_OBJECTIVE_.
Reproduce the entire listing below word for word, keeping every line in its original order.

※

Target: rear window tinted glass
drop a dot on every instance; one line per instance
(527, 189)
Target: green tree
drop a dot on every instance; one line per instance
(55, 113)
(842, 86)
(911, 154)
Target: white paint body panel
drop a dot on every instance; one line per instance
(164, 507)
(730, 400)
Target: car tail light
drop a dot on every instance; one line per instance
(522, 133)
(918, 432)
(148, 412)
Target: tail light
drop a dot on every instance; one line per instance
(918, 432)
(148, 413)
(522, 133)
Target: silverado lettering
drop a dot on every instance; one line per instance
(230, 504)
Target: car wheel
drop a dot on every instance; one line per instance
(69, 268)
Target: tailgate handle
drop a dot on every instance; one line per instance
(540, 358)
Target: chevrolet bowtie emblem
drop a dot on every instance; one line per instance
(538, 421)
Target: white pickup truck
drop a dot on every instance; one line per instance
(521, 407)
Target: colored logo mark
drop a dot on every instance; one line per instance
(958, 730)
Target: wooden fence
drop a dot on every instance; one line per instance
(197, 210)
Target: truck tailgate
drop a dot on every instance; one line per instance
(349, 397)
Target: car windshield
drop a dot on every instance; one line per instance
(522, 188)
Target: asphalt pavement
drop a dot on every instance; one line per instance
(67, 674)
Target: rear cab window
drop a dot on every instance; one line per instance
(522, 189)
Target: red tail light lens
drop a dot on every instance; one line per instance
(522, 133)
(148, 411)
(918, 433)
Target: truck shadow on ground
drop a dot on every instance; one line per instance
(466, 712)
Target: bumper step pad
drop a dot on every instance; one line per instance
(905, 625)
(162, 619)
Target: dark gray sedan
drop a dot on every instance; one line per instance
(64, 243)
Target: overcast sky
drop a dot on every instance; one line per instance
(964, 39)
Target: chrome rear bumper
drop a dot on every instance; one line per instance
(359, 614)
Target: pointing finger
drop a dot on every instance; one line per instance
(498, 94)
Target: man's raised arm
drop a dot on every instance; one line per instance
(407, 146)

※

_RESULT_.
Target: rear window tinted glass
drop a dot on every instance; one line per instance
(527, 189)
Target: green tree
drop a dot on every instance; one line per instance
(55, 113)
(842, 86)
(911, 154)
Target: white paint body panel
drop a dot on every instance; one line per instance
(164, 507)
(730, 400)
Target: car tail light
drop a dot on every instance; one line per instance
(522, 133)
(918, 432)
(148, 412)
Target: tail light
drop a dot on every instance; one line per instance
(918, 432)
(148, 413)
(522, 133)
Target: silverado lettering
drop a dot on every instance; one line per instance
(230, 504)
Target: car wheel
drop a dot on every instance; one line per instance
(69, 268)
Target: tailgate handle
drop a dot on every instance; one line per instance
(540, 358)
Target: chevrolet bowtie emblem
drop a dot on every instance; one line per instance
(538, 421)
Target: white pickup truck
drop a dot on every instance; one line per instance
(521, 407)
Target: colored logo mark
drop a dot on every instance; one line per instance
(958, 730)
Target: wooden fence
drop a dot on every instance; one line per instance
(197, 210)
Target: truck tailgate
drop a dot on every instance; one line per instance
(349, 397)
Target: car windshield
drop a dot on every instance; one line per instance
(522, 188)
Target: asphalt pavement
drop a dot on every instance; one line per instance
(67, 674)
Target: rear cab window
drop a dot on every instance; one line per instance
(522, 189)
Target: red tail light lens
drop a dot on every instance; one line per instance
(522, 133)
(148, 411)
(918, 433)
Target: truck shadow on ground
drop a dot on every instance; one line per instance
(466, 712)
Target: bumper step pad
drop a dot on every instance; one line per instance
(905, 625)
(162, 619)
Target: dark gray sedan
drop a dot on every instance; one line per instance
(64, 243)
Target: overcast sky
drop a dot on every instance; one line per instance
(964, 39)
Target: chrome rear bumper
drop a dot on every instance; one line per instance
(359, 614)
Target: pointing finger
drop a dot on every instance; one line per instance
(498, 94)
Target: man's raised arm
drop a dot on every instance; one line per instance
(407, 146)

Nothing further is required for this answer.